(Part of a data file)
========================

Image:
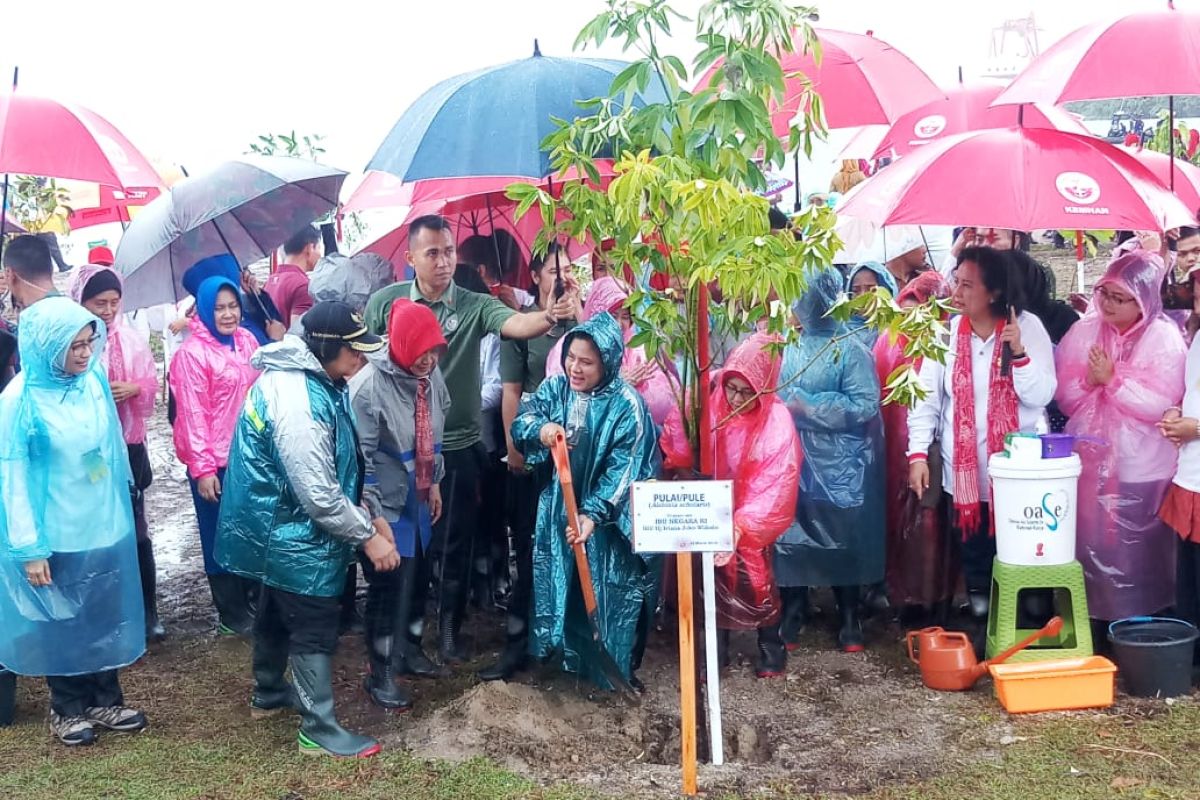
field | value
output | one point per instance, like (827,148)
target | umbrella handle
(563,464)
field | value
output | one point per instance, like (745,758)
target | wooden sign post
(685,517)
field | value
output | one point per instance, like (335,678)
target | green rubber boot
(319,732)
(273,692)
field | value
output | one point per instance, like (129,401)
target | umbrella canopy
(53,139)
(1021,179)
(1145,53)
(94,204)
(862,80)
(1186,179)
(969,108)
(246,208)
(492,121)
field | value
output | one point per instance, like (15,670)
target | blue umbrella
(492,121)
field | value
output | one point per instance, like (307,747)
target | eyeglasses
(1104,295)
(739,395)
(87,346)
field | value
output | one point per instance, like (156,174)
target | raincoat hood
(207,302)
(47,329)
(223,265)
(822,292)
(83,276)
(605,294)
(605,334)
(756,365)
(412,331)
(1141,275)
(291,354)
(882,276)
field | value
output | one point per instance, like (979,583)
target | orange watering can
(947,659)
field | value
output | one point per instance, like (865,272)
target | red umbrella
(862,80)
(969,108)
(113,205)
(1021,179)
(1186,178)
(1146,53)
(43,137)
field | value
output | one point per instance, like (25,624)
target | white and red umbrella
(1186,180)
(969,108)
(1145,53)
(861,79)
(1021,179)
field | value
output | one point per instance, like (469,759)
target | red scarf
(424,440)
(1002,420)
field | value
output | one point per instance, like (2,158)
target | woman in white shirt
(972,404)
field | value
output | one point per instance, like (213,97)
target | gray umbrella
(246,208)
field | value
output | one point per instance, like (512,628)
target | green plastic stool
(1069,602)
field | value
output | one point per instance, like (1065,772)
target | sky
(195,83)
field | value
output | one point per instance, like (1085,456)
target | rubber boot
(7,697)
(381,679)
(850,635)
(147,567)
(231,595)
(273,692)
(513,660)
(796,614)
(772,653)
(319,732)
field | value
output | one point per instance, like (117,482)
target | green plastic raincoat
(613,443)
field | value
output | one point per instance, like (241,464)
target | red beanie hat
(412,331)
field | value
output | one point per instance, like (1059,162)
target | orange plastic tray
(1057,685)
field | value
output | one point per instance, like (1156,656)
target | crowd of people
(412,438)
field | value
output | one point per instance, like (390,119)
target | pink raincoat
(210,383)
(661,389)
(127,359)
(1128,554)
(760,451)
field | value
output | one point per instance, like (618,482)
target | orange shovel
(607,665)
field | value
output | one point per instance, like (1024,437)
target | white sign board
(683,516)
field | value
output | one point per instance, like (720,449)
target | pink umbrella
(115,205)
(969,108)
(1186,178)
(1021,179)
(862,80)
(43,137)
(1146,53)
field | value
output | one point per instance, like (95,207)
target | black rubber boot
(772,653)
(850,635)
(148,570)
(7,697)
(381,680)
(513,660)
(319,732)
(273,692)
(231,595)
(796,614)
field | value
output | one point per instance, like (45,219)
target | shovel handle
(563,464)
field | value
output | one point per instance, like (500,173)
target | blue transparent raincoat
(65,497)
(833,394)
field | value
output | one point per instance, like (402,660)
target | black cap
(337,320)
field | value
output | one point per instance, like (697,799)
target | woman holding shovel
(612,444)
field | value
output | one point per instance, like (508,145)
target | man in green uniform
(466,318)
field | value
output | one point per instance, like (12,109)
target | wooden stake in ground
(687,675)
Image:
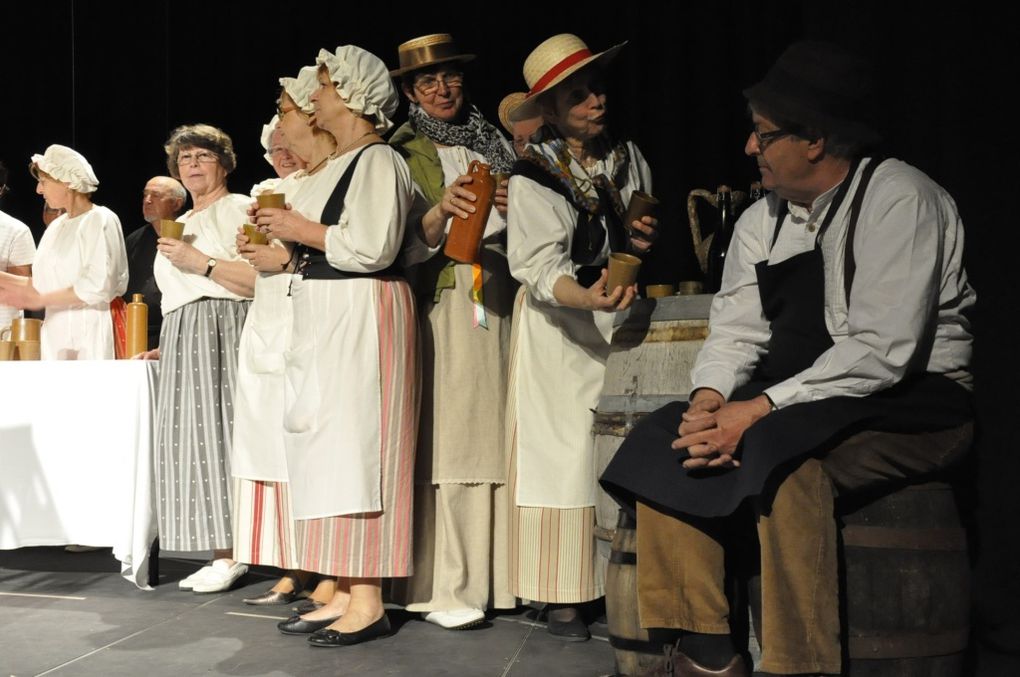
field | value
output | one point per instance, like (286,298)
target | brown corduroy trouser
(680,566)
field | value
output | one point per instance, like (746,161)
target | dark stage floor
(71,614)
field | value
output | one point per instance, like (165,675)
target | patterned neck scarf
(474,134)
(551,152)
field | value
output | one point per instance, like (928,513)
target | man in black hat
(837,359)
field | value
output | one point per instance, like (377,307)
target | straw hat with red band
(552,62)
(427,51)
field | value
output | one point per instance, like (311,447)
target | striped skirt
(375,544)
(194,423)
(553,552)
(263,531)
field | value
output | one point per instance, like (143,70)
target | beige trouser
(460,542)
(680,563)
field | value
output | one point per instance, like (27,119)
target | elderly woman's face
(327,103)
(200,169)
(578,106)
(57,194)
(440,93)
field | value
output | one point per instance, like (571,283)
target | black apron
(793,297)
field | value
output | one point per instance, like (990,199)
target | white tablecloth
(75,457)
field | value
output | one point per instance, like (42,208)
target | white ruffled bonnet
(363,83)
(67,165)
(300,89)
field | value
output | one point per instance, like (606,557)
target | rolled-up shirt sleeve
(899,250)
(738,331)
(370,232)
(104,260)
(540,230)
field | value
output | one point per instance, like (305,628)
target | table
(75,457)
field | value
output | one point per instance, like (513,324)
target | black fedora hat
(822,87)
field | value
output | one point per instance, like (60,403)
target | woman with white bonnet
(81,264)
(351,403)
(263,526)
(206,289)
(276,154)
(568,194)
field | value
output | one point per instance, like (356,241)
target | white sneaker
(220,577)
(459,619)
(189,582)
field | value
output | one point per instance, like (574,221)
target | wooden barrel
(905,584)
(630,645)
(655,343)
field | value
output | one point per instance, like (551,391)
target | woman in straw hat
(567,197)
(350,415)
(81,264)
(460,529)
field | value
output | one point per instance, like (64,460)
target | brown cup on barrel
(622,271)
(690,288)
(659,291)
(642,204)
(271,201)
(170,228)
(28,351)
(26,328)
(255,237)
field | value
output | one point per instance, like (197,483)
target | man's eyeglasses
(203,157)
(428,85)
(766,139)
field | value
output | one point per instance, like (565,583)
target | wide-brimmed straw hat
(822,87)
(509,101)
(427,51)
(552,62)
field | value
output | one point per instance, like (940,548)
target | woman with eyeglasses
(206,288)
(263,527)
(460,516)
(81,264)
(568,195)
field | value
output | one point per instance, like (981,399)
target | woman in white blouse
(351,406)
(206,288)
(81,264)
(567,197)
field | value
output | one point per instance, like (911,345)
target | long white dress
(557,368)
(87,253)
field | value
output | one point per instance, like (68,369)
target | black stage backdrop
(111,80)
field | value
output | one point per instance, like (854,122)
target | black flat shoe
(566,623)
(333,638)
(297,625)
(307,607)
(270,597)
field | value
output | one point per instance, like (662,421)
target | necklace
(341,151)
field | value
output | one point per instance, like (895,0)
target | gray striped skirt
(194,423)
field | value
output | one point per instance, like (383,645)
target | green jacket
(426,170)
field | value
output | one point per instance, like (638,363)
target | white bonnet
(300,89)
(363,83)
(266,140)
(67,165)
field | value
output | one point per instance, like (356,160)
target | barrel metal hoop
(899,538)
(660,334)
(908,645)
(640,645)
(621,557)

========================

Copy the whole of the material above exactly, but not its images.

Exercise output
Image:
field | value
output | one point per instance, like (827,148)
target | umbrella handle
(563,464)
field | value
output | one point per instance, like (745,758)
target | wooden sign post
(685,517)
field | value
output | one point per instance, like (335,678)
target | green rubber boot
(319,732)
(273,692)
field | value
output | one point per instance, like (129,401)
target | umbrella canopy
(53,139)
(1021,179)
(1145,53)
(94,204)
(862,80)
(1186,179)
(969,108)
(246,208)
(492,121)
field | value
output | one point per instance, like (15,670)
target | blue umbrella
(492,121)
field | value
output | one point per instance, like (307,747)
target | eyeglasses
(1104,295)
(739,395)
(87,346)
field | value
output | one point per instance, like (156,174)
target | raincoat hood
(207,302)
(47,329)
(223,265)
(822,292)
(83,276)
(605,294)
(605,334)
(756,365)
(412,331)
(1141,275)
(291,354)
(882,276)
field | value
output | one point per instance, like (979,583)
target | orange watering can
(947,659)
field | value
output | one point per instance, like (865,272)
target | red umbrella
(862,80)
(969,108)
(113,205)
(1021,179)
(1186,178)
(1146,53)
(43,137)
field | value
output | one point per instance, like (25,624)
target | white and red umbrella
(1186,180)
(969,108)
(1145,53)
(861,79)
(1021,179)
field | value
output | one point per instance, like (469,759)
target | red scarf
(424,440)
(1002,420)
field | value
output | one point per instance, like (2,158)
target | woman in white shirt
(972,404)
field | value
output | one point per instance, like (213,97)
target | gray umbrella
(246,208)
field | value
output | one point per instance, like (512,628)
target | green plastic stool
(1069,602)
field | value
output | one point per instance, like (1065,772)
target | sky
(195,83)
field | value
output | one point per instance, like (1085,456)
target | rubber boot
(7,697)
(381,679)
(850,635)
(147,567)
(231,595)
(273,692)
(513,660)
(796,614)
(772,653)
(319,732)
field | value
output | one point per instance, like (117,482)
target | green plastic raincoat
(613,443)
field | value
output | one point per instance, like (241,464)
target | red beanie hat
(412,331)
field | value
output | one point per instance, like (1059,162)
target | orange plastic tray
(1057,685)
field | value
output | one point per instance, like (1156,656)
target | crowd of people
(412,438)
field | value
output | one point per instance, like (390,119)
target | pink raincoat
(210,383)
(661,389)
(127,359)
(1128,554)
(760,451)
field | value
output | one point per instance, like (618,482)
target | orange shovel
(607,665)
field | value
output | one point per instance, like (1024,437)
target | white sign board
(683,516)
field | value
output | one point per instance, like (720,449)
target | pink umbrella
(115,205)
(969,108)
(1186,178)
(1021,179)
(862,80)
(43,137)
(1146,53)
field | value
output | one point per instance, like (95,207)
target | black rubber boot
(772,653)
(850,635)
(148,570)
(7,697)
(381,680)
(513,660)
(319,732)
(273,692)
(231,595)
(796,614)
field | value
output | one point per instance, like (45,219)
target | shovel handle
(563,464)
field | value
output | one point per instance, like (500,173)
target | blue transparent raincoat
(65,497)
(833,394)
field | value
output | one point per instance, like (402,660)
target | black cap
(337,320)
field | value
output | one point per instance, like (697,799)
target | woman holding shovel
(612,444)
field | value
output | one point per instance, like (508,145)
target | man in green uniform
(466,318)
field | value
output | one point per instance, like (12,109)
target | wooden stake in ground
(687,675)
Image:
field | value
output | one point per instance, like (286,298)
target | brown corduroy trouser
(680,566)
field | value
output | one point per instance, like (746,161)
target | dark stage floor
(71,614)
field | value
output | one point per instance, like (165,675)
target | patterned neck scarf
(474,134)
(551,152)
field | value
output | one point per instance, like (928,513)
target | man in black hat
(837,359)
field | value
output | one point per instance, like (377,307)
target | straw hat with red band
(552,62)
(427,51)
field | value
output | one point per instance, like (311,447)
target | striped skirt
(375,544)
(194,423)
(553,552)
(263,531)
field | value
output | one point per instance, like (143,70)
target | beige trouser
(460,542)
(680,563)
field | value
output | one point per instance, like (27,119)
target | elderly woman's face
(327,103)
(200,169)
(578,106)
(57,194)
(440,93)
field | value
output | one point per instance, like (571,283)
target | black apron
(793,297)
field | value
output | one point per instance, like (990,199)
target | white tablecloth
(75,457)
field | value
output | one point per instance, like (42,208)
target | white ruffled bonnet
(363,83)
(67,165)
(300,89)
field | value
output | one point per instance, like (606,557)
target | rolled-up shirt sleeve
(899,250)
(738,331)
(370,232)
(104,260)
(540,230)
field | value
output | one point per instance, like (305,628)
target | table
(75,457)
field | value
output | one point per instance, like (513,324)
target | black fedora hat
(822,87)
field | value
output | one point per instance, like (60,403)
target | woman with white bonnet
(81,264)
(351,403)
(263,526)
(206,289)
(276,154)
(568,194)
field | value
output | one point per instance, like (356,241)
target | white sneaker
(220,577)
(459,619)
(189,582)
field | value
output | one point per instance, like (574,221)
target | wooden barrel
(905,584)
(630,645)
(655,343)
field | value
output | one point per instance, like (551,391)
target | woman in straw hat
(567,197)
(350,415)
(81,264)
(460,529)
field | value
output | one point per instance, like (64,460)
target | brown cup on barrel
(622,271)
(690,288)
(659,291)
(642,204)
(271,201)
(170,228)
(28,351)
(26,328)
(255,237)
field | value
output | one point per instance, like (197,483)
target | man's eyeglasses
(203,157)
(428,85)
(766,139)
field | value
output | one point per instance, like (565,583)
target | wide-brimmed straw hat
(822,87)
(509,101)
(427,51)
(552,62)
field | value
output | one point per instance, like (940,548)
target | woman with eyeglasses
(206,288)
(263,527)
(460,516)
(81,264)
(568,195)
field | value
output | one point per instance, like (981,399)
target | woman in white blouse
(351,406)
(206,288)
(81,264)
(567,197)
field | value
output | one point per instance, like (911,345)
target | long white dress
(557,368)
(87,253)
field | value
output | one point per instance, like (68,369)
target | black stage backdrop
(111,80)
field | value
output | one point per instance, like (854,122)
target | black flat shoe
(566,623)
(333,638)
(297,625)
(307,607)
(270,597)
field | value
output | one point per instance, like (662,421)
target | necklace
(341,151)
field | value
output | one point per instance, like (895,0)
target | gray striped skirt
(194,423)
field | value
output | one point per instance, like (383,645)
target | green jacket
(426,170)
field | value
output | one point per instance, like (638,363)
target | white bonnet
(300,89)
(363,83)
(266,140)
(67,165)
field | value
output | one point per instance, like (356,160)
target | barrel metal hoop
(899,538)
(660,334)
(908,645)
(640,645)
(621,557)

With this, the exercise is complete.